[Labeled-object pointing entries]
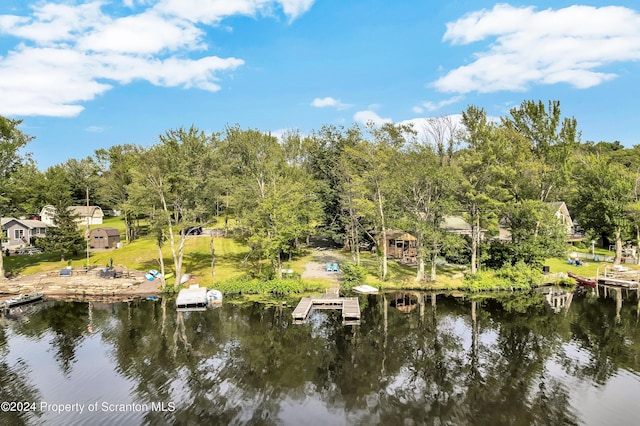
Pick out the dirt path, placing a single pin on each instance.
(317, 268)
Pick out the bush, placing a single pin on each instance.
(518, 276)
(248, 285)
(353, 275)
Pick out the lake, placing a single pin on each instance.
(546, 358)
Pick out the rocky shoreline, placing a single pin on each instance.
(81, 283)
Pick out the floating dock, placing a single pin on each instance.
(349, 305)
(619, 277)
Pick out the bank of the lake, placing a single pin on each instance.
(415, 357)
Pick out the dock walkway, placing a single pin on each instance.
(350, 307)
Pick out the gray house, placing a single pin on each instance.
(104, 238)
(18, 232)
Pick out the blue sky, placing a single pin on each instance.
(85, 75)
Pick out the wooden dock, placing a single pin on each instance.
(619, 278)
(350, 308)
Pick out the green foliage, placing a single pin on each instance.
(248, 285)
(65, 237)
(353, 275)
(519, 276)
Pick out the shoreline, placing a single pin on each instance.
(81, 283)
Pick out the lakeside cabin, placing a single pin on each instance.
(402, 246)
(104, 238)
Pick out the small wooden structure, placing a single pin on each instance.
(104, 238)
(618, 276)
(349, 305)
(402, 246)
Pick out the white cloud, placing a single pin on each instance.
(431, 106)
(528, 47)
(370, 117)
(329, 102)
(69, 54)
(146, 33)
(214, 11)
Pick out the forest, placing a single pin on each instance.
(352, 185)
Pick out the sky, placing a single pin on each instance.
(85, 75)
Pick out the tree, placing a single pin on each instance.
(11, 141)
(276, 200)
(377, 160)
(116, 164)
(64, 237)
(425, 195)
(170, 181)
(476, 166)
(604, 199)
(536, 234)
(552, 141)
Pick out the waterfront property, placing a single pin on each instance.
(91, 215)
(20, 231)
(349, 306)
(104, 238)
(510, 359)
(402, 246)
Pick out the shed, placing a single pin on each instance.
(402, 245)
(104, 238)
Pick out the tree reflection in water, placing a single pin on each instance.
(417, 358)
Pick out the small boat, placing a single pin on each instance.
(21, 300)
(198, 298)
(365, 289)
(586, 282)
(214, 297)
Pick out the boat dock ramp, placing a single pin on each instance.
(349, 305)
(619, 277)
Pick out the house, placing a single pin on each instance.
(20, 231)
(456, 225)
(104, 238)
(402, 245)
(562, 213)
(91, 215)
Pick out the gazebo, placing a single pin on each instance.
(104, 238)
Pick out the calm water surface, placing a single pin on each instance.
(512, 359)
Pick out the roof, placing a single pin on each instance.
(27, 223)
(399, 235)
(111, 232)
(85, 211)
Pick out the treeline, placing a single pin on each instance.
(354, 184)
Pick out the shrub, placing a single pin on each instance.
(518, 276)
(353, 275)
(248, 285)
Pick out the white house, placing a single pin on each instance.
(19, 231)
(84, 214)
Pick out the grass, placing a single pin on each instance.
(142, 254)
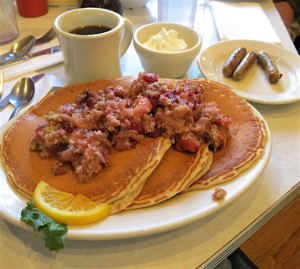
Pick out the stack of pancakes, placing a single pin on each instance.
(148, 174)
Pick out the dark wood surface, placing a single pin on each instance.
(277, 244)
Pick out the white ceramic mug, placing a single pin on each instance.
(93, 56)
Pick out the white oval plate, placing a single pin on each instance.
(255, 86)
(172, 214)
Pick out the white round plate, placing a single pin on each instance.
(255, 86)
(174, 213)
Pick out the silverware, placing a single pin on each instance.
(5, 101)
(1, 83)
(24, 45)
(24, 58)
(18, 49)
(21, 94)
(46, 37)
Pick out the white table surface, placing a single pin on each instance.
(203, 243)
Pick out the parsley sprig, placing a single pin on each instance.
(52, 233)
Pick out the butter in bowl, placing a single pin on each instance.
(167, 49)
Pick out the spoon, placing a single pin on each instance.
(21, 94)
(19, 49)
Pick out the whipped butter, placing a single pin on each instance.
(166, 41)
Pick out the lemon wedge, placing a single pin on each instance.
(66, 207)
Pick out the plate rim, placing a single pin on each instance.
(84, 233)
(244, 43)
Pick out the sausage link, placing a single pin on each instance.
(244, 66)
(232, 61)
(270, 68)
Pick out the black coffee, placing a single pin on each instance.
(90, 30)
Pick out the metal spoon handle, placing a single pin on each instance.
(15, 112)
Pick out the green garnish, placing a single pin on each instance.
(53, 233)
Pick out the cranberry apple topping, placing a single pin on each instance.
(84, 132)
(219, 194)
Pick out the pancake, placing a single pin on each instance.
(146, 175)
(176, 171)
(248, 137)
(118, 183)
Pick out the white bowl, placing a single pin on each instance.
(167, 64)
(133, 4)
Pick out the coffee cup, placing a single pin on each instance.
(92, 41)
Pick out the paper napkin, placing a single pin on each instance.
(243, 20)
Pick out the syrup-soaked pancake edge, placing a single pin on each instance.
(248, 137)
(214, 175)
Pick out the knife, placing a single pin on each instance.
(5, 101)
(24, 58)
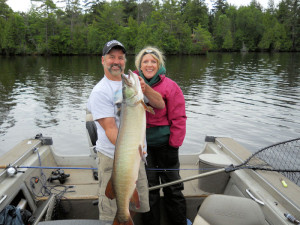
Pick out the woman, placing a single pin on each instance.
(165, 133)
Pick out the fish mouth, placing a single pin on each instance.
(126, 80)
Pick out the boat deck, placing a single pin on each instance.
(86, 187)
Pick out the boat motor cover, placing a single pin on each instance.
(228, 210)
(11, 215)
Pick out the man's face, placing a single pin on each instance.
(114, 63)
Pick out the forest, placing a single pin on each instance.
(177, 27)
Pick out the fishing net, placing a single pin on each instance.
(283, 157)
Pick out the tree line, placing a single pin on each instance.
(175, 26)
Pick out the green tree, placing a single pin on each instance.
(202, 40)
(14, 35)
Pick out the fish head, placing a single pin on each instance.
(131, 88)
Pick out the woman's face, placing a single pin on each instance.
(149, 66)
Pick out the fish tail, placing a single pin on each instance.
(135, 199)
(129, 222)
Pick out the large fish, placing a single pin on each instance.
(129, 149)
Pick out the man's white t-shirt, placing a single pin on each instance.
(105, 101)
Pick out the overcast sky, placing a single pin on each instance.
(24, 5)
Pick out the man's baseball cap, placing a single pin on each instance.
(113, 44)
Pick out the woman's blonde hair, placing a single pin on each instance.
(155, 52)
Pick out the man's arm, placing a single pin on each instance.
(153, 96)
(110, 127)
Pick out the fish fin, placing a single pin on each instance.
(147, 108)
(109, 191)
(142, 154)
(132, 213)
(128, 222)
(135, 199)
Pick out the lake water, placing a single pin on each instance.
(251, 97)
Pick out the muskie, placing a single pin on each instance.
(129, 149)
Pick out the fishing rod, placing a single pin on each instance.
(283, 157)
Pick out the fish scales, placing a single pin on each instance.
(129, 147)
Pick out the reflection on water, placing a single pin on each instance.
(253, 98)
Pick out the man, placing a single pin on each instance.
(104, 104)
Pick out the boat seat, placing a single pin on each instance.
(71, 222)
(228, 210)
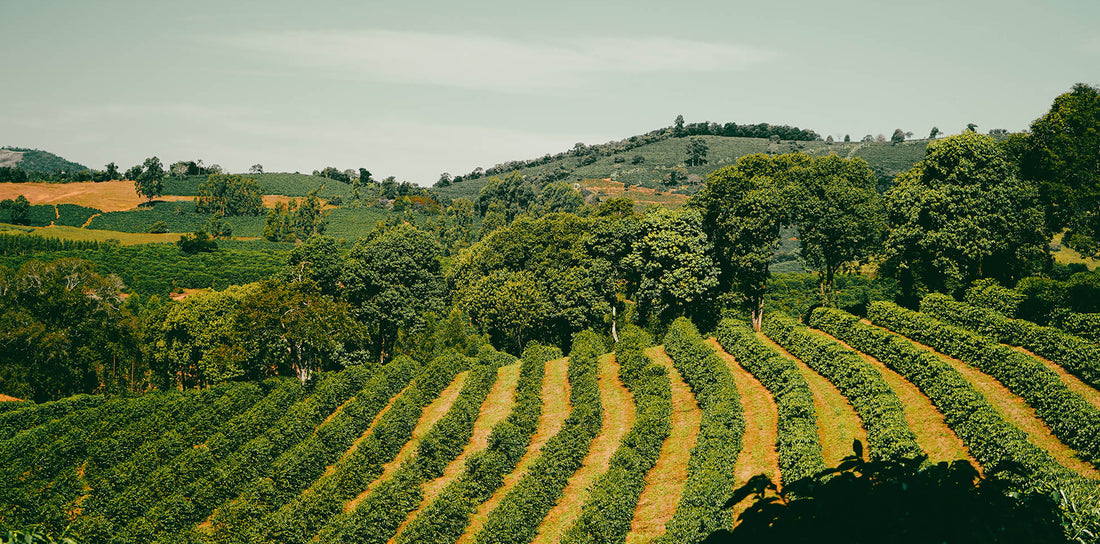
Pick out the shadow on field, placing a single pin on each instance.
(893, 501)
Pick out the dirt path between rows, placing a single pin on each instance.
(937, 440)
(618, 410)
(496, 407)
(556, 407)
(1015, 410)
(838, 425)
(664, 483)
(761, 428)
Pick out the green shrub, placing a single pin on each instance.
(800, 448)
(711, 467)
(880, 411)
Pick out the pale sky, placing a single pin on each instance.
(411, 89)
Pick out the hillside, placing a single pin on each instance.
(37, 161)
(653, 165)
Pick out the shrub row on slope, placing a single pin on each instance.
(300, 519)
(1070, 418)
(800, 447)
(999, 446)
(377, 517)
(517, 518)
(190, 503)
(238, 520)
(444, 519)
(879, 408)
(1075, 354)
(711, 467)
(608, 510)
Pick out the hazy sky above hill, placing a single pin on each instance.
(413, 89)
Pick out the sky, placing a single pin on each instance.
(413, 89)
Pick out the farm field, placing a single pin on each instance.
(380, 453)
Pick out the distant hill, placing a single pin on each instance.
(653, 164)
(36, 161)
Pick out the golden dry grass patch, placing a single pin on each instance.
(666, 481)
(556, 408)
(618, 412)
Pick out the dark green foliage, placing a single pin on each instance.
(1070, 418)
(800, 448)
(718, 443)
(444, 520)
(880, 410)
(300, 519)
(178, 217)
(613, 498)
(1002, 450)
(377, 517)
(517, 518)
(1079, 356)
(230, 196)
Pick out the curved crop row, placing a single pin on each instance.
(300, 519)
(1075, 354)
(190, 503)
(516, 519)
(882, 413)
(446, 518)
(297, 467)
(608, 511)
(800, 447)
(377, 518)
(999, 446)
(711, 467)
(1070, 418)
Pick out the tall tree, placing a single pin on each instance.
(839, 215)
(744, 207)
(959, 214)
(392, 279)
(1062, 155)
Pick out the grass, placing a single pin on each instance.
(618, 417)
(666, 480)
(937, 440)
(837, 422)
(761, 426)
(1015, 409)
(428, 419)
(556, 408)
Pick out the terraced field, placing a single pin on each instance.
(628, 443)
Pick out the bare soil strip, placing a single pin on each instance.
(838, 424)
(556, 408)
(618, 417)
(428, 419)
(331, 468)
(937, 440)
(496, 407)
(761, 428)
(1015, 409)
(1075, 384)
(666, 481)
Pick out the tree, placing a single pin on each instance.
(230, 196)
(1060, 155)
(149, 182)
(839, 215)
(959, 214)
(696, 152)
(392, 278)
(744, 207)
(670, 268)
(898, 136)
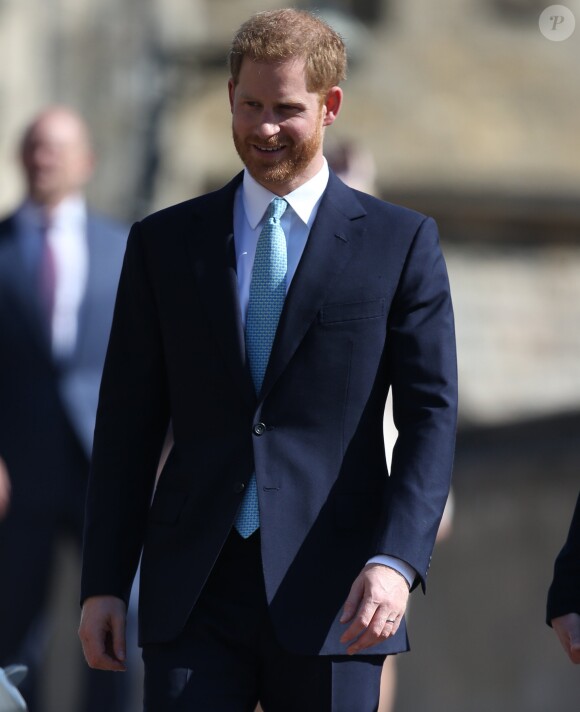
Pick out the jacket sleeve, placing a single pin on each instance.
(132, 420)
(564, 593)
(423, 368)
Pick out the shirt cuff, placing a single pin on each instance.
(405, 569)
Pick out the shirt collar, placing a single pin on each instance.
(303, 200)
(71, 210)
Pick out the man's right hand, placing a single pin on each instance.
(568, 631)
(102, 632)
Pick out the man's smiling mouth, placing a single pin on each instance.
(269, 149)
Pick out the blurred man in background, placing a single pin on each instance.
(59, 268)
(564, 594)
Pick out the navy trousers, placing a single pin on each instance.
(227, 658)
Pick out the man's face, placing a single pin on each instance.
(278, 124)
(56, 158)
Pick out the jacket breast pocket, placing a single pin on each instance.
(351, 311)
(357, 510)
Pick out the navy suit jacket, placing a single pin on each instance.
(368, 309)
(564, 593)
(39, 397)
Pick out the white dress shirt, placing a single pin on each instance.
(251, 202)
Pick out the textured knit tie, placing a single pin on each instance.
(267, 294)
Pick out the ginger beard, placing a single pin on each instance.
(295, 158)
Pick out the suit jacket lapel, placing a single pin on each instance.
(19, 281)
(327, 251)
(214, 262)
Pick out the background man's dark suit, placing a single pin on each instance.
(47, 412)
(368, 308)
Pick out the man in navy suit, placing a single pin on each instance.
(59, 269)
(300, 613)
(563, 610)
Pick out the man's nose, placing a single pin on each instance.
(268, 125)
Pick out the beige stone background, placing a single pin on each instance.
(470, 114)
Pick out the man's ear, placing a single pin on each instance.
(331, 105)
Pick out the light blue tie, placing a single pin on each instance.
(267, 294)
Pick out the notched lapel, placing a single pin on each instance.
(214, 263)
(19, 287)
(327, 252)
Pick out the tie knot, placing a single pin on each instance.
(276, 209)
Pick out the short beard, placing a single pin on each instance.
(287, 169)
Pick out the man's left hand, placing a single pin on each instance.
(374, 608)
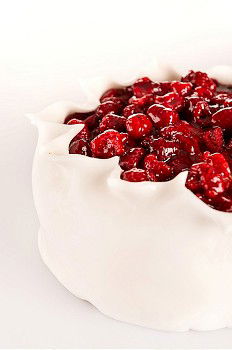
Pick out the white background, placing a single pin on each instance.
(45, 46)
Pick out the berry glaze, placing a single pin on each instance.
(159, 129)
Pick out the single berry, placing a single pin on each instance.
(213, 139)
(162, 116)
(138, 125)
(171, 100)
(132, 158)
(143, 86)
(108, 144)
(107, 107)
(157, 170)
(113, 121)
(223, 118)
(181, 88)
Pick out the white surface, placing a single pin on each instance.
(42, 50)
(109, 241)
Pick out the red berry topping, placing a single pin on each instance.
(223, 118)
(157, 170)
(213, 139)
(113, 121)
(181, 88)
(132, 158)
(162, 116)
(138, 125)
(108, 144)
(170, 100)
(119, 93)
(107, 107)
(211, 177)
(143, 86)
(134, 175)
(159, 129)
(200, 79)
(131, 109)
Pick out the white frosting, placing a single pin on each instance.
(147, 253)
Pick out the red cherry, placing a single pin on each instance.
(162, 116)
(138, 125)
(112, 121)
(132, 158)
(223, 118)
(157, 170)
(143, 86)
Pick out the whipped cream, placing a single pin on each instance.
(147, 253)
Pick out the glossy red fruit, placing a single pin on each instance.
(143, 86)
(171, 100)
(132, 158)
(131, 109)
(121, 93)
(203, 92)
(134, 175)
(108, 144)
(212, 176)
(222, 100)
(157, 170)
(112, 121)
(181, 88)
(80, 147)
(165, 87)
(213, 139)
(138, 125)
(142, 102)
(200, 79)
(198, 110)
(162, 116)
(223, 118)
(182, 127)
(107, 107)
(163, 149)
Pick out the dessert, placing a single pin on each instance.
(159, 129)
(134, 202)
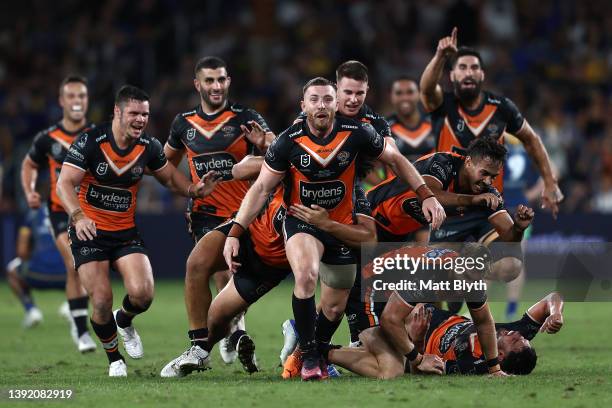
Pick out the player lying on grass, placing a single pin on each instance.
(402, 301)
(454, 339)
(260, 266)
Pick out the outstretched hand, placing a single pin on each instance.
(447, 46)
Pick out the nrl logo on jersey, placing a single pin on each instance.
(81, 143)
(460, 125)
(137, 171)
(190, 134)
(56, 149)
(101, 169)
(493, 129)
(228, 131)
(343, 157)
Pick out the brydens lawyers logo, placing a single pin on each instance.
(343, 157)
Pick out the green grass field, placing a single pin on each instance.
(574, 367)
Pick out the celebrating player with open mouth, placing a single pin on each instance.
(318, 157)
(49, 148)
(107, 164)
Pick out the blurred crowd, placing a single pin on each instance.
(553, 58)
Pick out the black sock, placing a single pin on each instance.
(107, 333)
(305, 314)
(235, 336)
(78, 312)
(325, 328)
(199, 337)
(127, 312)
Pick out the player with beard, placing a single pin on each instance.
(470, 112)
(49, 149)
(214, 136)
(262, 266)
(107, 164)
(318, 158)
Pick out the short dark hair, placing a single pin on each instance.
(406, 78)
(520, 362)
(318, 81)
(72, 78)
(209, 62)
(129, 92)
(463, 51)
(352, 69)
(487, 146)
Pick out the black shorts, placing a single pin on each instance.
(336, 253)
(383, 235)
(106, 246)
(200, 224)
(470, 227)
(361, 313)
(59, 222)
(254, 278)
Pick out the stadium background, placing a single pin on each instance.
(552, 58)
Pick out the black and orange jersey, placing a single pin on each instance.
(455, 340)
(445, 168)
(49, 149)
(413, 142)
(215, 142)
(456, 127)
(107, 193)
(365, 115)
(267, 232)
(396, 209)
(322, 171)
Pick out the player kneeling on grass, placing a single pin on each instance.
(261, 264)
(391, 338)
(107, 164)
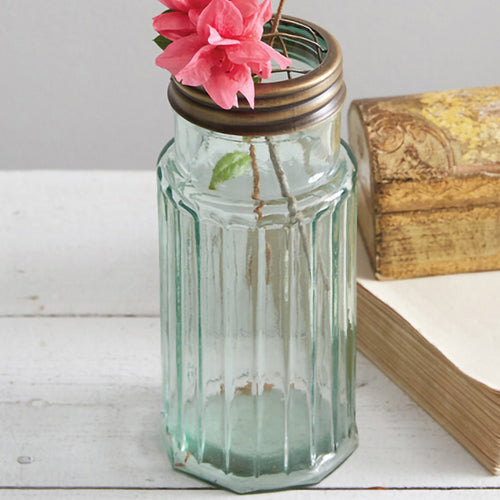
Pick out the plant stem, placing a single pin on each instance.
(276, 21)
(256, 180)
(294, 212)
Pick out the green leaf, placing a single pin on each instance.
(162, 42)
(229, 167)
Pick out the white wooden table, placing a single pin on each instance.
(80, 369)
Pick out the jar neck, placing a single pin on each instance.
(307, 158)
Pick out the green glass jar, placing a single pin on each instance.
(257, 217)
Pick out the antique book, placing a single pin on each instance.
(438, 338)
(429, 181)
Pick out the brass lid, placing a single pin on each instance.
(280, 107)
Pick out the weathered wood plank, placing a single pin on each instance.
(78, 243)
(80, 397)
(219, 495)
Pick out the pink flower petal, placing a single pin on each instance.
(248, 50)
(173, 25)
(216, 39)
(199, 69)
(247, 7)
(178, 54)
(223, 86)
(223, 16)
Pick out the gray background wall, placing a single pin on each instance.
(79, 88)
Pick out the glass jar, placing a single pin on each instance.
(257, 218)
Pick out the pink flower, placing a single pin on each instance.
(217, 44)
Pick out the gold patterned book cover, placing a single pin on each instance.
(429, 170)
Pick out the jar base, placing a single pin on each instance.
(185, 462)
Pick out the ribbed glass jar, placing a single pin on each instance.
(258, 306)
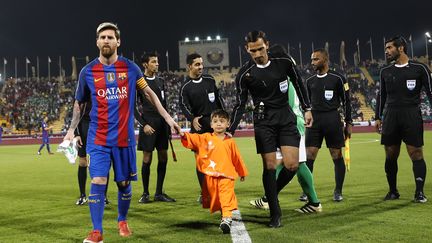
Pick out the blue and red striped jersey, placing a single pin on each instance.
(44, 125)
(111, 90)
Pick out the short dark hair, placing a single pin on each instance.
(219, 113)
(278, 50)
(145, 57)
(398, 41)
(255, 35)
(323, 51)
(108, 26)
(191, 57)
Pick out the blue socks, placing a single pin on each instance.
(124, 198)
(97, 205)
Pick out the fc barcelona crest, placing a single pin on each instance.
(122, 76)
(411, 84)
(110, 77)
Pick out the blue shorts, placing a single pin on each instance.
(123, 160)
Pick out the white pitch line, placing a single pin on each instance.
(239, 233)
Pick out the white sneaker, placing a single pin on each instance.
(309, 208)
(260, 203)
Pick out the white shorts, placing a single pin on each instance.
(302, 150)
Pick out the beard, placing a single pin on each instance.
(259, 60)
(107, 52)
(392, 57)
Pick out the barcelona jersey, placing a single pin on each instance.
(44, 125)
(111, 90)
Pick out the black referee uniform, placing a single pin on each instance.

> _What to do_
Can you output, without any change, everything from the line containing "Pick out the beard, placing" down to the end of the records?

> _Result for this task_
Pick out the beard, placing a single pin on each instance.
(259, 60)
(107, 52)
(392, 57)
Pick out the barcelona jersey, placing a single pin on each instance.
(44, 125)
(111, 90)
Pick out the black referee uniform, placing a single pin on each instance.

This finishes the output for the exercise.